• [Source text]:
Background

Malaria is one of the most severe public health problems and the leading cause of death in many developing countries. Globally, there were an estimated 214 million new cases of malaria and 438,000 deaths in 2015. Of this, 88% of the cases and 90% of the deaths occurred in the African region [1]. In 2016, there were an estimated 216 million cases and 445,000 deaths attributable to the disease globally. About 85% of the estimated malaria cases (P.vivax) occurred in five countries that includes Ethiopia [2].

Ethiopia is generally considered as a low to moderate malaria transmission intensity country with about 75% of the land and 60% of the people is exposed. Due to the unstable and seasonal transmission of malaria in the country, the protective immunity of the population is generally low causing all age groups to be at risk [1]. Studies conducted in different parts of Ethiopia indicated that the prevalence of malaria in the country ranges from 2.8 to 28.1% [3,4,5,6,7,8,9]. In the 2014 annual report the national incidence of malaria was 3540 cases/100000 people. The highest (610,486) case were reported in Amhara region with an annual incidence rate of 3866 per 100,000 [10].

Malaria imposes substantial costs on both individuals and governments. Direct costs (for example, illness, treatment, premature death) have been estimated to be at least USD 12 billion per year globally [11]. Despite substantial cost savings, malaria has placed a heavy economic burden on health systems in Africa. Since 2000, the average annual cost of case management alone has been estimated at nearly USD 300 million [1].

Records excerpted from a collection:
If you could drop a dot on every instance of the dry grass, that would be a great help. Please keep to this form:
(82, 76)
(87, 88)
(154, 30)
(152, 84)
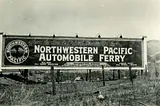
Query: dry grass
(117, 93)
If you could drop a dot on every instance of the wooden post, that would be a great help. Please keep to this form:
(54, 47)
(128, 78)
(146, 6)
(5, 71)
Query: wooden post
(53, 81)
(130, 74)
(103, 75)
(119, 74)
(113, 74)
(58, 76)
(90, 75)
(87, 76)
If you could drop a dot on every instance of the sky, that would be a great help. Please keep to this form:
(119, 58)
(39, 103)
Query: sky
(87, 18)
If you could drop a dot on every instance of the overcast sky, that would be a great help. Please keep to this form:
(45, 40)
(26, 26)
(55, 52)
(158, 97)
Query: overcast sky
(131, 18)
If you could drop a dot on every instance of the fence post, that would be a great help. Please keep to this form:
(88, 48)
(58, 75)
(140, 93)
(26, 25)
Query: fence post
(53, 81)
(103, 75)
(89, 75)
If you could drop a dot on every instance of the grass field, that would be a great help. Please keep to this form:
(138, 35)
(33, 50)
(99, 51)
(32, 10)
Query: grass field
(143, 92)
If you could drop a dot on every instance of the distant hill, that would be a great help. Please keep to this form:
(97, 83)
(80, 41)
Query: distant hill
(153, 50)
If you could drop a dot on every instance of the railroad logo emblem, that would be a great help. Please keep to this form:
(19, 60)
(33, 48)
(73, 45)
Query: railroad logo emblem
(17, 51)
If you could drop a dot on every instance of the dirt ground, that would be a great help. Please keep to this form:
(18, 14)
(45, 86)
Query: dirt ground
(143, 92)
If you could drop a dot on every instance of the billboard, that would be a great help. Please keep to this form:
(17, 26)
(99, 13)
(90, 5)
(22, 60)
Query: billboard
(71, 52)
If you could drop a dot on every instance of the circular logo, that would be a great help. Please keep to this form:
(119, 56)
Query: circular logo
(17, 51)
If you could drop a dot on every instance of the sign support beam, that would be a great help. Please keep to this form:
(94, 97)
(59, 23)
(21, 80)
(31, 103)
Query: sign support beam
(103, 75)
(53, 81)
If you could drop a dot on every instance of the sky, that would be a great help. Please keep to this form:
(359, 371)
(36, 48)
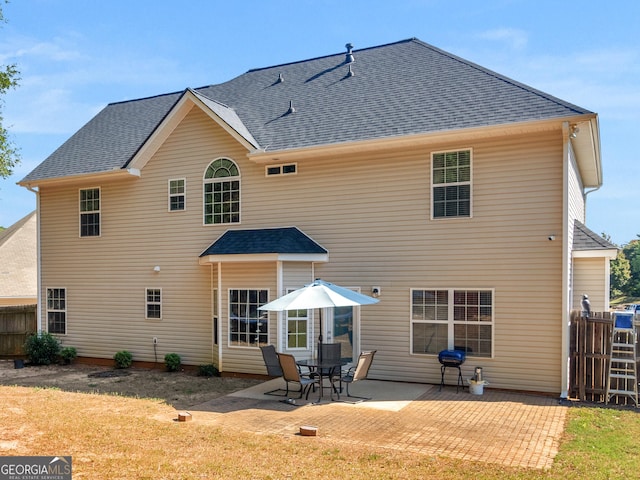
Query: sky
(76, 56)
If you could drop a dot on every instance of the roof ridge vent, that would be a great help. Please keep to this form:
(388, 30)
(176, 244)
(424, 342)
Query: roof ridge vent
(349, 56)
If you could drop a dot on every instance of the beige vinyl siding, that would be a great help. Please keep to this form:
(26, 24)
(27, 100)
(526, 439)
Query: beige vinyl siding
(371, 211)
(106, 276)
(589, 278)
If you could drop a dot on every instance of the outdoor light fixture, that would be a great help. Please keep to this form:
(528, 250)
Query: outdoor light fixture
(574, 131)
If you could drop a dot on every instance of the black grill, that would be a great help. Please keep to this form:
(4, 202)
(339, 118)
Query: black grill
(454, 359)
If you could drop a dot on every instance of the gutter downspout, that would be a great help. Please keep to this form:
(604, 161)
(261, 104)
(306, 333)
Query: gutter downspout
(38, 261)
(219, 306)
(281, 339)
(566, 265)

...

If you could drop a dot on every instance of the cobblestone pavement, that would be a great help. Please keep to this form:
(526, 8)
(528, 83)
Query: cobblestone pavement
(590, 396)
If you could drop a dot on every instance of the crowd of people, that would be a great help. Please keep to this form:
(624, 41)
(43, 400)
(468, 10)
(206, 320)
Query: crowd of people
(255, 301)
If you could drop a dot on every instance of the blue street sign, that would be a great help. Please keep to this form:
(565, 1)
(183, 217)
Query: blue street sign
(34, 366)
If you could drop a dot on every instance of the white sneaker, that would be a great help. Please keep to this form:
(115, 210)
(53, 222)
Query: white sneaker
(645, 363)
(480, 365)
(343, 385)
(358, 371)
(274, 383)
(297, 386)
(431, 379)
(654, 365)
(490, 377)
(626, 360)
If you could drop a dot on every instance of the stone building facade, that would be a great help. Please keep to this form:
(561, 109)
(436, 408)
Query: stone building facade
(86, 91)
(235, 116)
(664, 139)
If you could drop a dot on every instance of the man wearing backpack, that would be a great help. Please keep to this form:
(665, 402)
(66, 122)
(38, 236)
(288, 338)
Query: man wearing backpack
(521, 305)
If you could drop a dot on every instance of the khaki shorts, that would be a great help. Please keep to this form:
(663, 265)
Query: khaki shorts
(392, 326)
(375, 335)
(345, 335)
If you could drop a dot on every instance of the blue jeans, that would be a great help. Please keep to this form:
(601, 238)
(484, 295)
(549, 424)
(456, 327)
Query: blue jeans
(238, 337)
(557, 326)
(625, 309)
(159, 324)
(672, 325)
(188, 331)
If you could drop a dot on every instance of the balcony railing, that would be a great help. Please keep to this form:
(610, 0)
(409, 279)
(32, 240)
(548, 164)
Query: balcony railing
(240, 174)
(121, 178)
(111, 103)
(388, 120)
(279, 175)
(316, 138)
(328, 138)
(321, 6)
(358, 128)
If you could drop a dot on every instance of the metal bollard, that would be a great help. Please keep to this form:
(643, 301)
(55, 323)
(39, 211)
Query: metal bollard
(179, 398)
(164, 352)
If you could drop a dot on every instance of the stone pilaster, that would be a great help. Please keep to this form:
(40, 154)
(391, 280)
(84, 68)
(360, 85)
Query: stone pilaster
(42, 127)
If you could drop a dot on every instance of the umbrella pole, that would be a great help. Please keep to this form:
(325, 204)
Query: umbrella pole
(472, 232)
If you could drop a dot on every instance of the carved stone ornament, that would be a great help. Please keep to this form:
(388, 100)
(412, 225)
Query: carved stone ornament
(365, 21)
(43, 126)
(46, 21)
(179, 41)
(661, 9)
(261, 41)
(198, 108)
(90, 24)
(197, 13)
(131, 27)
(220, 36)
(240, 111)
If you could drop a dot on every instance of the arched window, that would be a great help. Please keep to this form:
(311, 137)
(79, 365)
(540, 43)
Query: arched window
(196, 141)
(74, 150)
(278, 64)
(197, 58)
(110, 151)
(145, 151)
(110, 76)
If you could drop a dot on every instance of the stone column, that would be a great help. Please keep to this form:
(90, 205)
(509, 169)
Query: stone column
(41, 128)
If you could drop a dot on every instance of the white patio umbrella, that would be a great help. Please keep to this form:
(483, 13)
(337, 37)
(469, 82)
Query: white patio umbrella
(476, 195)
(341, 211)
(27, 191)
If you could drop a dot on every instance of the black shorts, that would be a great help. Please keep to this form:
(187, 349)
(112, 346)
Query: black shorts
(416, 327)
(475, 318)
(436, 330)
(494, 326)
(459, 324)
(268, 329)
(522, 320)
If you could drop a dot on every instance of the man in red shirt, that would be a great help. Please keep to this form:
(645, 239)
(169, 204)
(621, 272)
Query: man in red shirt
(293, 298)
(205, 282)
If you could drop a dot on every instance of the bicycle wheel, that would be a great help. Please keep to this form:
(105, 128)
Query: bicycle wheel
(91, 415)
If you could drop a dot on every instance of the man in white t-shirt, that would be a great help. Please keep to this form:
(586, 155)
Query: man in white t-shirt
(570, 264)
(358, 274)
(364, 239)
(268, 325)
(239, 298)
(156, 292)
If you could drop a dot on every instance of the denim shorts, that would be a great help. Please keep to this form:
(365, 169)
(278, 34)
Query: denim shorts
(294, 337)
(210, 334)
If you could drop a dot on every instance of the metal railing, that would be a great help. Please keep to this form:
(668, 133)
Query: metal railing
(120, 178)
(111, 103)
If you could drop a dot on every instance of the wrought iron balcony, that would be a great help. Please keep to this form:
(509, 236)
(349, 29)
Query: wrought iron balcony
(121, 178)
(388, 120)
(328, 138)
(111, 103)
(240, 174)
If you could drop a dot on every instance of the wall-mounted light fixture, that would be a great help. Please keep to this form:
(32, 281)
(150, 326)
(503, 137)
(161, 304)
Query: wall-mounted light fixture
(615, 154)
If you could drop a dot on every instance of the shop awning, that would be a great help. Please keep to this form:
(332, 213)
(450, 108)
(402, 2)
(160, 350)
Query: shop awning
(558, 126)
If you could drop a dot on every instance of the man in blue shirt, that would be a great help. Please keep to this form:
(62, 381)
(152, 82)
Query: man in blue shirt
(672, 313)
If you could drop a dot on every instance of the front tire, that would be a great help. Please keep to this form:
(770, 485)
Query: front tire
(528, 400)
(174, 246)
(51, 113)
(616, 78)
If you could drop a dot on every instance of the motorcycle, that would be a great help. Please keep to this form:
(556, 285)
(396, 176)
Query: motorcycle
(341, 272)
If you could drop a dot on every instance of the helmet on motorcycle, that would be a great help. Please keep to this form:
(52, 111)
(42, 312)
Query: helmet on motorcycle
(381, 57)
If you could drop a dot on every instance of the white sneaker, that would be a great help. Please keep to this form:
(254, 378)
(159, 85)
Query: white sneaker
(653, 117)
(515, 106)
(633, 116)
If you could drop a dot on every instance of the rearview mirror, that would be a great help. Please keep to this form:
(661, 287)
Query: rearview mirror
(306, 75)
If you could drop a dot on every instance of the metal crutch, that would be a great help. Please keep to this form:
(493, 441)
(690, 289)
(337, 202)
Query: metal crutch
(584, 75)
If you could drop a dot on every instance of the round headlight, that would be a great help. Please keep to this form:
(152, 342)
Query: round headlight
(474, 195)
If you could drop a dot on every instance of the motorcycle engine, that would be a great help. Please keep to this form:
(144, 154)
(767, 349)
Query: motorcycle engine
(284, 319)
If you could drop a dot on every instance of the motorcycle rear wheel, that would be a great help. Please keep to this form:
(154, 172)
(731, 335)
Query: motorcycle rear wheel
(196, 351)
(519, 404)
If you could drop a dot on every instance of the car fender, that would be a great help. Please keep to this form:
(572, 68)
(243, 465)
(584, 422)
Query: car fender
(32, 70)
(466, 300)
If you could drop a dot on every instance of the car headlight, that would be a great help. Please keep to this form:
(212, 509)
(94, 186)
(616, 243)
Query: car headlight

...

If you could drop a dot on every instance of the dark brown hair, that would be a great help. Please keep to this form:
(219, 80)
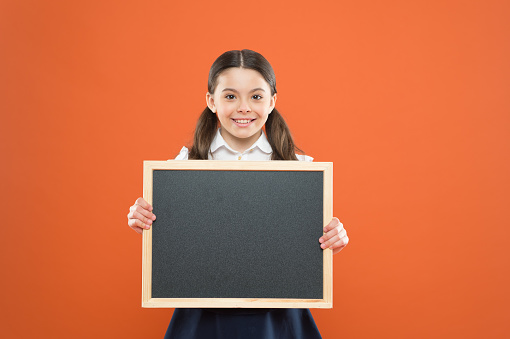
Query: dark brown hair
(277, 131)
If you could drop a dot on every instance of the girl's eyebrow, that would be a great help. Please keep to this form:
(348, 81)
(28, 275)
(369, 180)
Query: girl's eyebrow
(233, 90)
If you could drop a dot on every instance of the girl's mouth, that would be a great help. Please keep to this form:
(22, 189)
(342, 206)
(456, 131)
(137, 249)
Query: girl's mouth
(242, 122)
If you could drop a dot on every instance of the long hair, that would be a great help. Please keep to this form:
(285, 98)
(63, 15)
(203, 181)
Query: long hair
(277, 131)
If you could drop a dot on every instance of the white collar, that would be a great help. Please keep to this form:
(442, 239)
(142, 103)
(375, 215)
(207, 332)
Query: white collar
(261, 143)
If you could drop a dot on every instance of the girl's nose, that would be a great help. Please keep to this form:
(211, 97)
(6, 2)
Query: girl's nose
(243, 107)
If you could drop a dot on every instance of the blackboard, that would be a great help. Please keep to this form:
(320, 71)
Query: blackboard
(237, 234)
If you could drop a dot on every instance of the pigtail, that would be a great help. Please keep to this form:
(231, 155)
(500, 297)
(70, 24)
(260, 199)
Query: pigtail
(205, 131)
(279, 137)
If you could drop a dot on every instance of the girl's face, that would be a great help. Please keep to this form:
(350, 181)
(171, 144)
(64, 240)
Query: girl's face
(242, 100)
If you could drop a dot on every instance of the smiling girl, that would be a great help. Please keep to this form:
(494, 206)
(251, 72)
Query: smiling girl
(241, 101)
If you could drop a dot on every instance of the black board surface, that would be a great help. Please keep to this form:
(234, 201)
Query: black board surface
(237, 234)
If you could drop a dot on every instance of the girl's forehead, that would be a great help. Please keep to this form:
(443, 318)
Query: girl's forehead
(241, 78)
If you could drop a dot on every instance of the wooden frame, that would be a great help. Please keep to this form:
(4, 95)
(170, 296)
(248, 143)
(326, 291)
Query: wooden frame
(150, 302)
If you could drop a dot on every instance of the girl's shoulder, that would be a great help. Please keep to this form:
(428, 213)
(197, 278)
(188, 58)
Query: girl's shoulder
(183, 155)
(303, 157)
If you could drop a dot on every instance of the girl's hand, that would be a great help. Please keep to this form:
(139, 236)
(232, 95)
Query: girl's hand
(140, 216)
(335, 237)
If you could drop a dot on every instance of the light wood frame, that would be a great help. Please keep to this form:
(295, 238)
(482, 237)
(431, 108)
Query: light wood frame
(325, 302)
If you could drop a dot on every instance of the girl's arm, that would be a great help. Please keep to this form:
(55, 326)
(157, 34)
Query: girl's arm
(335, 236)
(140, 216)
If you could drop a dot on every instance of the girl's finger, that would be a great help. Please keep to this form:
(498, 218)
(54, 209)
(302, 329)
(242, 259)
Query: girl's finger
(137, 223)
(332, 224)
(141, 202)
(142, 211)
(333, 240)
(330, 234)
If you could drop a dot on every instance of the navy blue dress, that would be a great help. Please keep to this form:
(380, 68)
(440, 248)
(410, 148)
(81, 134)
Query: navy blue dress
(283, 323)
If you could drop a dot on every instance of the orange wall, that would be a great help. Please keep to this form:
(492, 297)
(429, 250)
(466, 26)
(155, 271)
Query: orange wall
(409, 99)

• [Problems and tasks]:
(a) Answer these questions from the malaria background text:
(i) How many malaria deaths were estimated globally in 2015?
(ii) Which region had the highest number of reported cases in the 2014 annual report?
(iii) At what amount have the direct costs of malaria been estimated globally per year?
(b) Carry on the malaria background text from its final sentence.

• [Response list]:
(a)
(i) 438,000 deaths.
(ii) The Amhara region, with 610,486 cases.
(iii) At least USD 12 billion per year.

(b)
Ethiopia has achieved a remarkable progress in the fight against malaria in the last decade following the launching of the Health Extension Program in 2003 [12]. The major activities for malaria prevention and control focused on expanding vector control, strengthening case detection and treatment, increasing availability and use of Long-Lasting Insecticide-treated Nets (LLIN), and implementing Indoor Residual Spray (IRS) [13]. Despite the declining trend of the prevalence in Ethiopia including Dembia district, malaria is among top short listed diseases [12]. So far, studies conducted to ascertain malaria prevalence and associated factors were institution-based and are not adequately generalizable to communities. Therefore, this study determined the current prevalence of asymptomatic malaria parasitemia and associated factors among adults in the community. The study is valuable for indirectly assessing the effectiveness of interventions aimed at malaria eradication and/or prevention. The study is also expected to help policy makers redesign malaria control and elimination strategies.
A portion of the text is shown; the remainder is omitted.